• [Given request]:
Copy the material below word for word, covering only the stretch from the line containing "Exercise. Tag the gray ottoman" through the line containing "x=592, y=261", with both of those lines included.

• [Records]:
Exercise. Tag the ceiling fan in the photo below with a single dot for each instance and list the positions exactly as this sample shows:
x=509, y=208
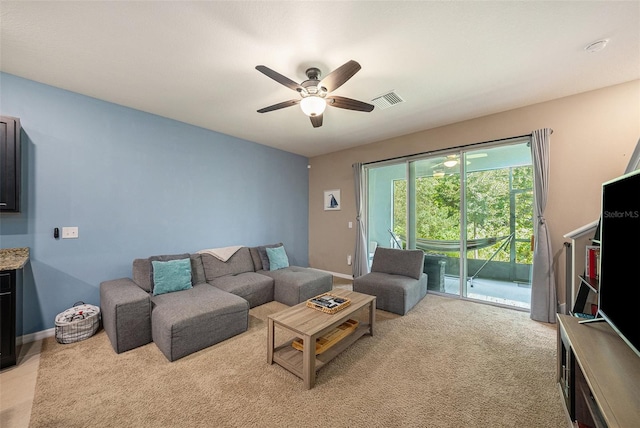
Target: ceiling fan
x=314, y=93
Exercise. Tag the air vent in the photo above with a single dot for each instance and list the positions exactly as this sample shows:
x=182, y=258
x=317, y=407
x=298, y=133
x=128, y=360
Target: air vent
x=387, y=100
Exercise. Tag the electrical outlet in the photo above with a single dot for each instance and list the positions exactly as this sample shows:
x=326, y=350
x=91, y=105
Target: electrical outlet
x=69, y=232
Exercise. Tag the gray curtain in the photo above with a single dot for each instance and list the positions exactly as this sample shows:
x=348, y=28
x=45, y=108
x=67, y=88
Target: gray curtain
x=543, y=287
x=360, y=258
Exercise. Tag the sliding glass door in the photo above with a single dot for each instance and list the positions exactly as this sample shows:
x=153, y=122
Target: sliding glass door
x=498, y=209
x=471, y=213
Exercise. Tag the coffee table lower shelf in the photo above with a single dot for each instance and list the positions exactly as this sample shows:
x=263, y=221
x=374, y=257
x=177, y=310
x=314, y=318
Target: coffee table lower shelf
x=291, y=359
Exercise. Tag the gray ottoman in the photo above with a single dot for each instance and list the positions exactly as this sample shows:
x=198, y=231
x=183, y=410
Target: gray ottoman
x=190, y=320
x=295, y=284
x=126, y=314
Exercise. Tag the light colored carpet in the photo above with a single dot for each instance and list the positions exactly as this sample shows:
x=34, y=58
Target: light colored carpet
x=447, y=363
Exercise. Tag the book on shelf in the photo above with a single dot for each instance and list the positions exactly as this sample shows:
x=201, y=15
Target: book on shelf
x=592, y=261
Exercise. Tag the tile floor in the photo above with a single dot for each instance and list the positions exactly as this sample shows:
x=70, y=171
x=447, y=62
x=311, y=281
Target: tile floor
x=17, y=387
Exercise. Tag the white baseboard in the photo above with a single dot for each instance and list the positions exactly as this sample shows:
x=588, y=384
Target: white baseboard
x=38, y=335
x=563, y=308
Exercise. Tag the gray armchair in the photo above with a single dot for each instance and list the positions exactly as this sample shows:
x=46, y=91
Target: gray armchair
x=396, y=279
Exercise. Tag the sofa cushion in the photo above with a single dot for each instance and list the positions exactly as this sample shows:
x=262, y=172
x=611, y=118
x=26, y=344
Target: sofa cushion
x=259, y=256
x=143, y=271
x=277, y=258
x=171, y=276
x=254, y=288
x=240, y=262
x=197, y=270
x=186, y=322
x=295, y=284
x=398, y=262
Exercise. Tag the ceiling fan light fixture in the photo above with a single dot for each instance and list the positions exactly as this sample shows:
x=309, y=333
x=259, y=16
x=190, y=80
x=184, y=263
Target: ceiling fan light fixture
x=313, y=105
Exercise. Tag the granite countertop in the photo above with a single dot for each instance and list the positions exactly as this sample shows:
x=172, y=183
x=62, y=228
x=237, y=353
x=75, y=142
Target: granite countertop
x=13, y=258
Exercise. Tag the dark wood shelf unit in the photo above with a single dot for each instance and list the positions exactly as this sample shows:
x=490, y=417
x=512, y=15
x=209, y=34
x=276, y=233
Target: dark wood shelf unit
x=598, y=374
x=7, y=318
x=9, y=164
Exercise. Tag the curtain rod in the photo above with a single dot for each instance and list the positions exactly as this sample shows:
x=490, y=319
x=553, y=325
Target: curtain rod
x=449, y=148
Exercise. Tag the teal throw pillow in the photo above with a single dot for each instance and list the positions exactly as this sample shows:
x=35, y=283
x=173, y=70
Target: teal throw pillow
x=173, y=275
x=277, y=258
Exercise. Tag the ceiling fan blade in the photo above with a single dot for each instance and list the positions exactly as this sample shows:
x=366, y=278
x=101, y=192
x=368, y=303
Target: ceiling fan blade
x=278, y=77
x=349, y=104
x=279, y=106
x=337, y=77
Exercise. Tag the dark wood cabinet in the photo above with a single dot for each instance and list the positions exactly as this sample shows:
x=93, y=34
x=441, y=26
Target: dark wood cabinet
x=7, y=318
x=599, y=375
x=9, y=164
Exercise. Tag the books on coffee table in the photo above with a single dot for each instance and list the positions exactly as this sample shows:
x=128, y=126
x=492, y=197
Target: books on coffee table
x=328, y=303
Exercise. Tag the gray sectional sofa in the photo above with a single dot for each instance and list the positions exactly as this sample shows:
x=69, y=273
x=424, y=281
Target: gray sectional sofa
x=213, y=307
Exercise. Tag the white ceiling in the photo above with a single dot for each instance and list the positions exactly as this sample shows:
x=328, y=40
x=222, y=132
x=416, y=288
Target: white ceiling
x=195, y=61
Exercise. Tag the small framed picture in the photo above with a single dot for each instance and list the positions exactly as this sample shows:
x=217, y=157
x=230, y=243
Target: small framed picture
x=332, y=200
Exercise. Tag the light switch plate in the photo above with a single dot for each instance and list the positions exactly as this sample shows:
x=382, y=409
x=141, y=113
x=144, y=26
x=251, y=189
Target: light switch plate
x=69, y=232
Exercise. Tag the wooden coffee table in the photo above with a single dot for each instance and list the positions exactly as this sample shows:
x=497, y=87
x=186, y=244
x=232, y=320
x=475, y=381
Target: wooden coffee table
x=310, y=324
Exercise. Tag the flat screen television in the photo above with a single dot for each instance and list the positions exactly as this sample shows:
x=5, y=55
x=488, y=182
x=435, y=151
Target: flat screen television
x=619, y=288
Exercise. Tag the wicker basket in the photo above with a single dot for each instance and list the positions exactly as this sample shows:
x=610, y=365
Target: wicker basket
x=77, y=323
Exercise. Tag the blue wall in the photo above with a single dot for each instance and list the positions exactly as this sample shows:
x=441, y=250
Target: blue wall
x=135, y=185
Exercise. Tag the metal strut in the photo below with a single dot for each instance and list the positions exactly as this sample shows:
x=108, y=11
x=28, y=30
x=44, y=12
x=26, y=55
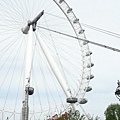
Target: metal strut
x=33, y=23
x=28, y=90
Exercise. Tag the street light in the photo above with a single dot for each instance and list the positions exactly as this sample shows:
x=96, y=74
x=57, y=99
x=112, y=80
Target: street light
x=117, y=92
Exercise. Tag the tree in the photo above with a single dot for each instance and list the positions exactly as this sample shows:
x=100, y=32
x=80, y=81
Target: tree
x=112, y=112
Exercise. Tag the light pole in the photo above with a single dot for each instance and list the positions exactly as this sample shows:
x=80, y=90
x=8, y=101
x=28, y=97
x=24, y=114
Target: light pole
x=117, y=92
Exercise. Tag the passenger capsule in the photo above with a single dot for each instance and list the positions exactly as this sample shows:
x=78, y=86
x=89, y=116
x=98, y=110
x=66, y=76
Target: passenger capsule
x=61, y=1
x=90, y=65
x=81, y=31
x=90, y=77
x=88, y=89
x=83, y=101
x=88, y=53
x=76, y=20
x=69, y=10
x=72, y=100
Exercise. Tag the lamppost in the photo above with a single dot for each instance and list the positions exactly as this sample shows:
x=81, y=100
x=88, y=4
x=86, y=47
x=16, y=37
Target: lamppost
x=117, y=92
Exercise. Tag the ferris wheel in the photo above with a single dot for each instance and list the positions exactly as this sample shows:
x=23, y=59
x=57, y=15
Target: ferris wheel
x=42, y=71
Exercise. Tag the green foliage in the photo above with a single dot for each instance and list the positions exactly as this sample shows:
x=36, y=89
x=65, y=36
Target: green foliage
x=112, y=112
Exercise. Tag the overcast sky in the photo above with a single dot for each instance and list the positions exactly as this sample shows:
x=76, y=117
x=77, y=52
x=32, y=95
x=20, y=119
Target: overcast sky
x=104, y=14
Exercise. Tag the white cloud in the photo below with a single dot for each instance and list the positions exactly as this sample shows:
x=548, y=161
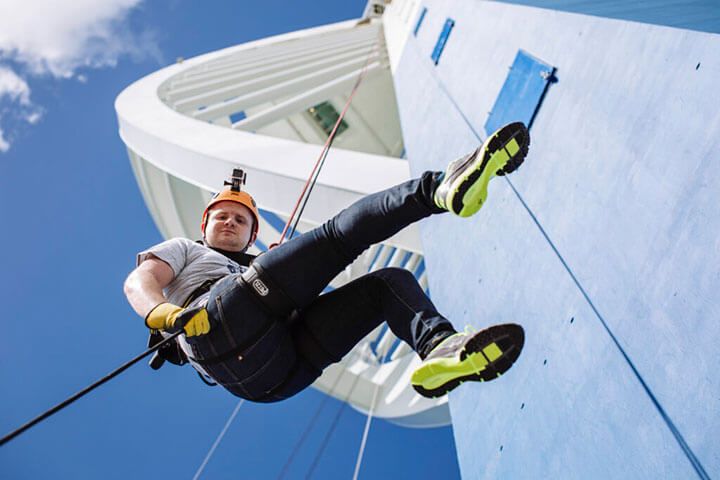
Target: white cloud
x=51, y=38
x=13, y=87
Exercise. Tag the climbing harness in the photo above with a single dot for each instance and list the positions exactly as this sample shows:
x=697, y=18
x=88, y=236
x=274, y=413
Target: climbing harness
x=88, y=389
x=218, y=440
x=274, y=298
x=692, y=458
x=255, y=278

• [Response to this task]:
Exercise. Tag the gray ottoman in the photo above with a single dot for each instance and list the positions exactly as this sample shows:
x=198, y=231
x=183, y=410
Target: gray ottoman
x=190, y=320
x=295, y=284
x=126, y=314
Exercise. Tag the light colored carpet in the photo above with a single dot for each instance and list the positions exactly as this sample shows:
x=34, y=58
Target: light colored carpet
x=447, y=363
Exercise. Tag the book on shelf in the photo above with a single dot for each instance and list the positions exactly as this sample shows:
x=201, y=15
Target: book on shelf
x=592, y=261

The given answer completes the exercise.